Directions for this task -> In the article below about the Year 8 forensics lessons, list every animal the boys suggested as the fur source for fingerprinting brushes.

Boys' School Learn Forensic Crime Solving

June 17, 2013 at 2:21 PM

IMG_9643.JPGOur Year 8 boys have been busy taking fingerprints with ink pads, identifying their different key features and were even challenged with their own crime to solve!

Just how technology impacts society and the positive and negative effects of this has been a part of the Year 8 Social Science studies in the classrooms recently at the Boys’ School.

One of the first sessions the students looked at was how investigators detect and collect fingerprints.

As a kick off, visiting School Community Constable Peter posed the question to the class - what animal fur are fingerprinting brushes made out of?

Bear, possum, racoon, fox and rabbit were all suggested from the boys, but the answer the Constable was looking for was in fact squirrel fur!

The boys were then presented with a real crime from NZ's past, but with names and evidence adapted to the classroom, and asked to collect and analyse evidence including lifting finger prints from glass beakers using standard police technologies. They then used that print plus other evidence to solve the crime.

The next stage of the inquiry process was to look at what has changed with these investigatory techniques from the past to present and explore how it may develop in to the future.

Recorded data ->
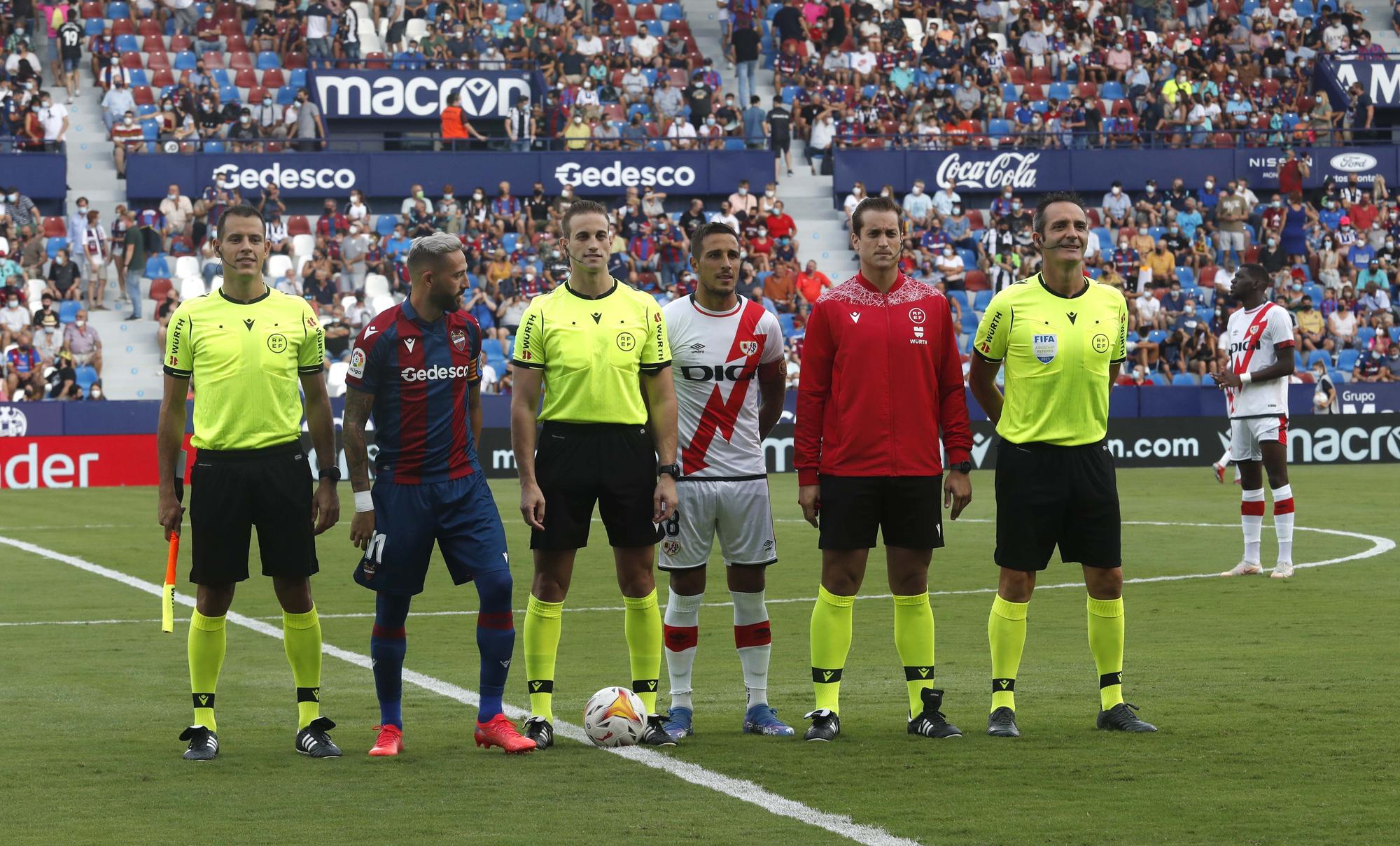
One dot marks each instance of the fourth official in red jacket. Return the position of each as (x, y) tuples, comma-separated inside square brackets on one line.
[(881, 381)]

...

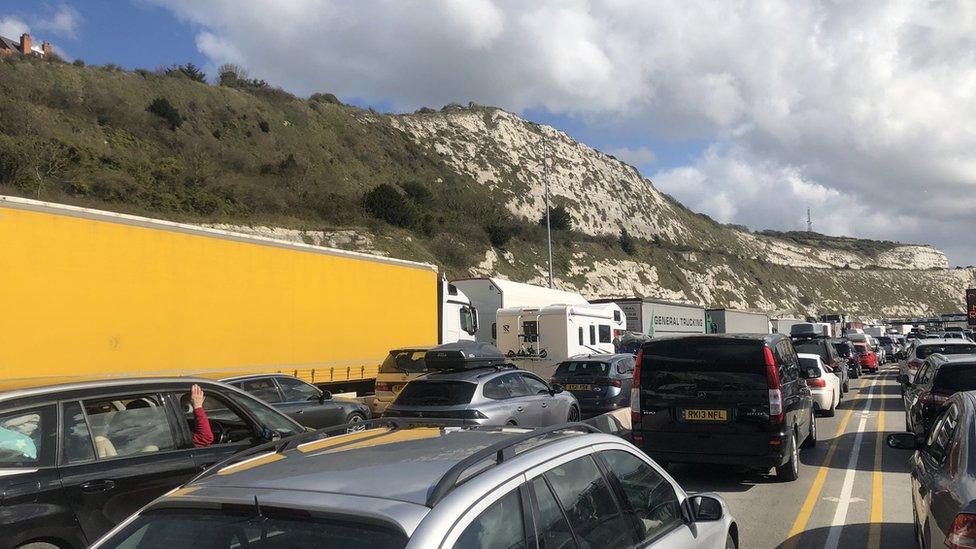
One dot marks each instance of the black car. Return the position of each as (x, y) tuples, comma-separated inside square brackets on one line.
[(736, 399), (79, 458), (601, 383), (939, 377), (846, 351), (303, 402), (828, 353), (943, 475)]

...

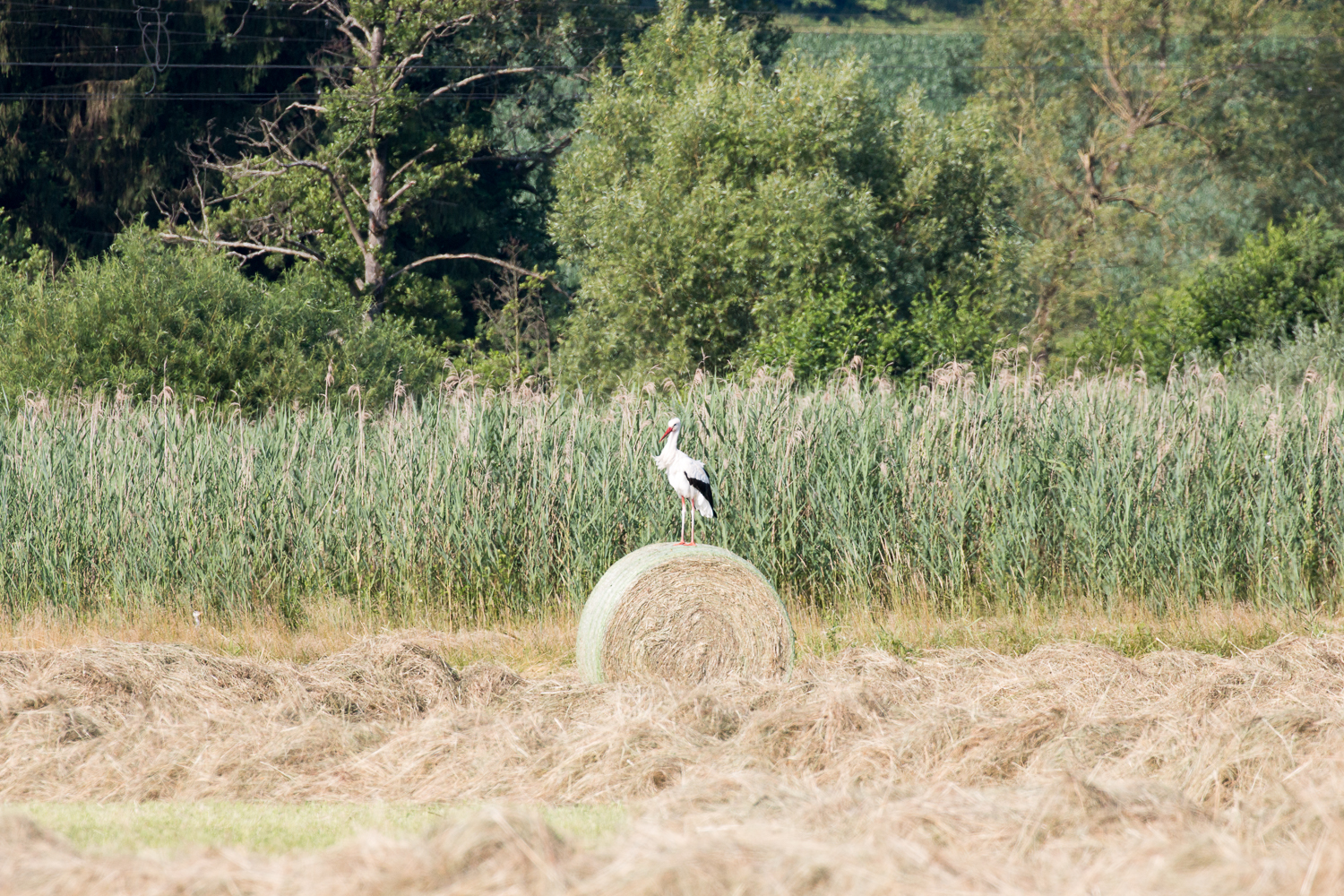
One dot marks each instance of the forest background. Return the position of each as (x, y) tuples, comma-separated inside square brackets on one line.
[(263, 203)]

Written reply -> Bear, possum, racoon, fox, rabbit